__Short exercise__
Pick out every line below that contains the string "plant", and copy each one. Case counts.

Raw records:
++++

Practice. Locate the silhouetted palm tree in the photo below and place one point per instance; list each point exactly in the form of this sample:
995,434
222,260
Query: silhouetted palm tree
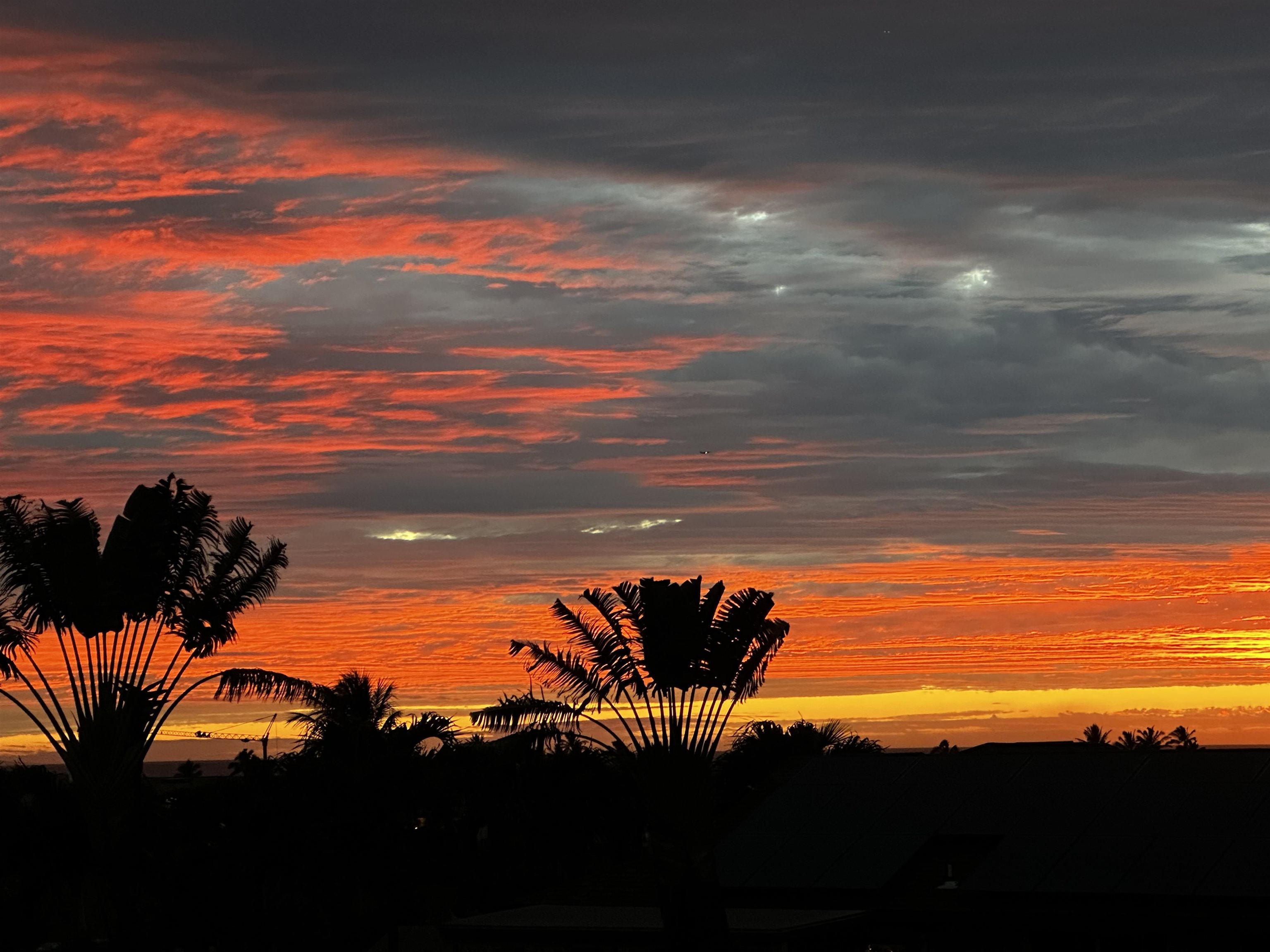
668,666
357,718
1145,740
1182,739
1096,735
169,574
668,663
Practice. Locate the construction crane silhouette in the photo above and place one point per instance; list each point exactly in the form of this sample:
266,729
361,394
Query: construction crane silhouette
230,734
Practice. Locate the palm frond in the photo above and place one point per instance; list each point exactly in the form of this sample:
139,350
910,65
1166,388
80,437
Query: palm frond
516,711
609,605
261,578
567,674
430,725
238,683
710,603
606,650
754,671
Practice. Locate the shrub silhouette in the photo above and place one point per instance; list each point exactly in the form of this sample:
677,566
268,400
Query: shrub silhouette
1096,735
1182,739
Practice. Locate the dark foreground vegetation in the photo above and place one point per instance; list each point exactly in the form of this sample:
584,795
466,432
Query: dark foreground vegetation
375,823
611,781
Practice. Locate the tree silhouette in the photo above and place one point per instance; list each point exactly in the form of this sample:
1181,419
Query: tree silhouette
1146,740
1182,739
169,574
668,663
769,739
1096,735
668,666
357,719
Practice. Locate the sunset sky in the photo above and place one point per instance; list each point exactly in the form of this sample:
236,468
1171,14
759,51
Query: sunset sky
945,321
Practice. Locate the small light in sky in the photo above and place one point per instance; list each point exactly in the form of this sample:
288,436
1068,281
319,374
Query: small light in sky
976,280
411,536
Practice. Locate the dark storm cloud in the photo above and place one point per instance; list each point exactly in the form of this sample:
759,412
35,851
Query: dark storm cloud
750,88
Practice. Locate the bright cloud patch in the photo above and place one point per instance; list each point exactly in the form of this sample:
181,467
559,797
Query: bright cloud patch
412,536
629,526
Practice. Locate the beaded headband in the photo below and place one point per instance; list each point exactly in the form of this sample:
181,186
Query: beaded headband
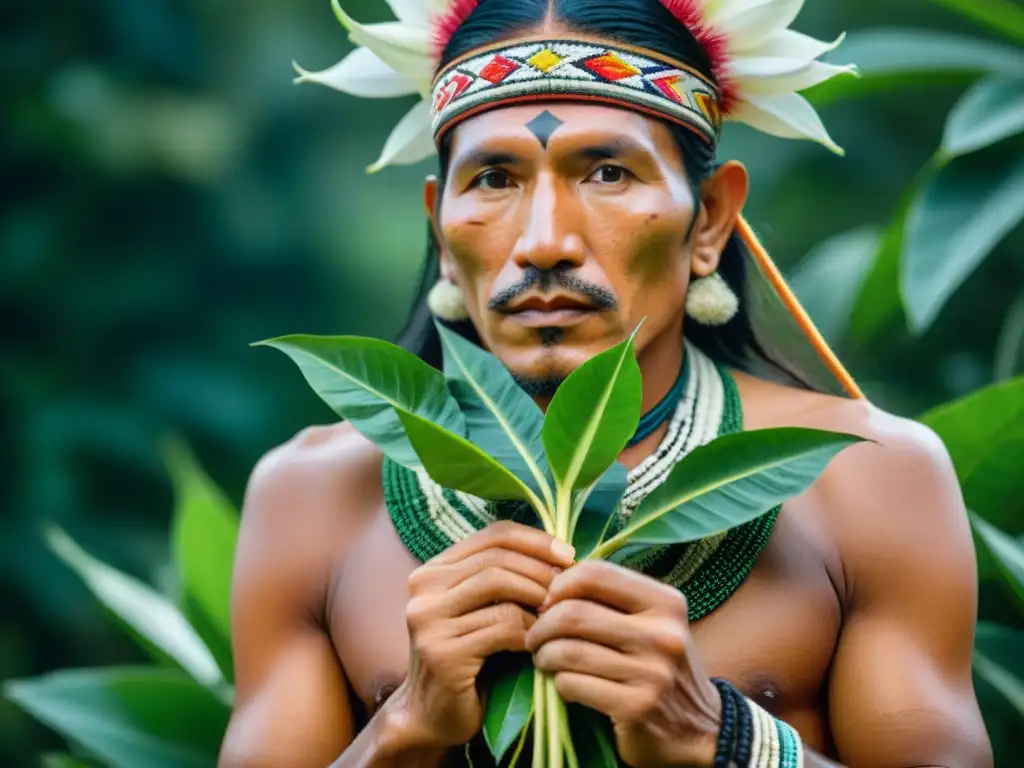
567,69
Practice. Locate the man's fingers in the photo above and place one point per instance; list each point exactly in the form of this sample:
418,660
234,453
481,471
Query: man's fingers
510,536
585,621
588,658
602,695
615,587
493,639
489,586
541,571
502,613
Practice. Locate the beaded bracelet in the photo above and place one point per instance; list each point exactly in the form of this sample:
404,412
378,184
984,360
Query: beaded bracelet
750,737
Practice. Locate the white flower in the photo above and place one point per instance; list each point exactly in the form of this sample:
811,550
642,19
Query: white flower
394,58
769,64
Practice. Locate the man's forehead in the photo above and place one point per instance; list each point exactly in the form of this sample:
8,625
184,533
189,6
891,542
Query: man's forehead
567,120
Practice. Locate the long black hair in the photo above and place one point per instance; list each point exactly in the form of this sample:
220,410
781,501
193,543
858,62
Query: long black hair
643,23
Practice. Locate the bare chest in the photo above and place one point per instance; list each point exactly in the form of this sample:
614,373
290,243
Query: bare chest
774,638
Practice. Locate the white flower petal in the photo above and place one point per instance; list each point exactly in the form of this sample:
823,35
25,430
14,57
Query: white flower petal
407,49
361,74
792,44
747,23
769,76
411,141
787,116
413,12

++++

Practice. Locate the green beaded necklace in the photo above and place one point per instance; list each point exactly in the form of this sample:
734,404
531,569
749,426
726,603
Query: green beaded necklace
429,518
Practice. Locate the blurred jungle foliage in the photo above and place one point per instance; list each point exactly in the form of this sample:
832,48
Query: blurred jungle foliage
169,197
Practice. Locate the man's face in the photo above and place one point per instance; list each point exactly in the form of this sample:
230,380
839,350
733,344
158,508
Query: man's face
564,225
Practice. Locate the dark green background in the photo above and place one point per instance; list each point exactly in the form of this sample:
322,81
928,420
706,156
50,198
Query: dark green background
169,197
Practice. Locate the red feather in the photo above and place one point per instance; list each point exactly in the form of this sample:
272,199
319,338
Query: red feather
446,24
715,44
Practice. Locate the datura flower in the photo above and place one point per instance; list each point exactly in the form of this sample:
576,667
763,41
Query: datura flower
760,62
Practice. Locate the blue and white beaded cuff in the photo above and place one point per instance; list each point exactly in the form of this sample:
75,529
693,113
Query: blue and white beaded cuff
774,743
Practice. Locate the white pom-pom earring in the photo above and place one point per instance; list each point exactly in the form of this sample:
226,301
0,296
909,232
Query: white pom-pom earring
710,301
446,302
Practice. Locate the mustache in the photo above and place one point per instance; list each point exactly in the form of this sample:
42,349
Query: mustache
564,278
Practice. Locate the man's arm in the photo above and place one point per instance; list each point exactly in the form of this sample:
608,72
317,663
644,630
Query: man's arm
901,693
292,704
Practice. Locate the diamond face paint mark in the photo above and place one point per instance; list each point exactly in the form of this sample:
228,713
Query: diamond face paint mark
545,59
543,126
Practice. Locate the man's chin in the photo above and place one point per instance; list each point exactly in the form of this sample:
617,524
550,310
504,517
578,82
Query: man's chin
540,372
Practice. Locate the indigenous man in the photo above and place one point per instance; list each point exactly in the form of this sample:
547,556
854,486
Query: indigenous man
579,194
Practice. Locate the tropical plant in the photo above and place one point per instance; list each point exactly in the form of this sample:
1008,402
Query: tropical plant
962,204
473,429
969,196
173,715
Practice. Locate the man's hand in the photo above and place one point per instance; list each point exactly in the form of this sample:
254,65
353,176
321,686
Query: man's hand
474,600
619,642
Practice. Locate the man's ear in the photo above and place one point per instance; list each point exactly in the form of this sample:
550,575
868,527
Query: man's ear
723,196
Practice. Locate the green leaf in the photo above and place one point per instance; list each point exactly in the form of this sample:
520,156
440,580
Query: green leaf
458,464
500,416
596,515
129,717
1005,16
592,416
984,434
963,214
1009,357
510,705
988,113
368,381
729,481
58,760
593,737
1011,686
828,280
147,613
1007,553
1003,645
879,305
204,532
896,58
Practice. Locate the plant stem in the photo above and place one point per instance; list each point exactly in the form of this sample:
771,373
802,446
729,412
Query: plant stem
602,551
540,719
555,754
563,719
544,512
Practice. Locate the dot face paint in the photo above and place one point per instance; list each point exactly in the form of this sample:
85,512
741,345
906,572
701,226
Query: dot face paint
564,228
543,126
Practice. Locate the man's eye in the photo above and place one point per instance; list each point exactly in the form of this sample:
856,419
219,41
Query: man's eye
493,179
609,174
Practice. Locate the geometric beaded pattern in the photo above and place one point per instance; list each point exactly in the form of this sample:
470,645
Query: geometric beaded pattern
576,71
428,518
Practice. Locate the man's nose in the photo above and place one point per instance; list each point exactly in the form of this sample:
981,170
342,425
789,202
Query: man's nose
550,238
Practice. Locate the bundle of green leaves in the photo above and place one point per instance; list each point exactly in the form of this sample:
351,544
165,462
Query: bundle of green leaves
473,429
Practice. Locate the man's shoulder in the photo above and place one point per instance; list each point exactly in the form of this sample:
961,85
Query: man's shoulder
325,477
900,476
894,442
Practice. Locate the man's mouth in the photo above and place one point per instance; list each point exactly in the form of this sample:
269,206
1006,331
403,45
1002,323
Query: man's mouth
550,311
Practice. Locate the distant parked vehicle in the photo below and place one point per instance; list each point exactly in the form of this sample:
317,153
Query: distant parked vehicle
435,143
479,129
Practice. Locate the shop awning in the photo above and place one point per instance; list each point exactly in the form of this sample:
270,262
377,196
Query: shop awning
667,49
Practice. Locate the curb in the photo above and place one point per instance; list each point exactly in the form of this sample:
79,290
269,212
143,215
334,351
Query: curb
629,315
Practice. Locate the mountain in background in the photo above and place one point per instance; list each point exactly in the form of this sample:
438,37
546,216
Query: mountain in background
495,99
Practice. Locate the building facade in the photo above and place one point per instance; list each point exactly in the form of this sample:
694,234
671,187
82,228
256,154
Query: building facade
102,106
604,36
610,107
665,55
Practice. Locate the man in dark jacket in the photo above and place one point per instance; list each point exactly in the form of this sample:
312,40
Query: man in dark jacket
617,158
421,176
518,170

++++

__Answer for the task__
Practice. Locate the tropical plant in the photo above and place one point per instance; list each point exactly in the form of this sample:
Query: tropical plant
Practice. Locate the plant stem in the photo above and place one point per instance; list each point exactly in the form of this sample:
Query: plant stem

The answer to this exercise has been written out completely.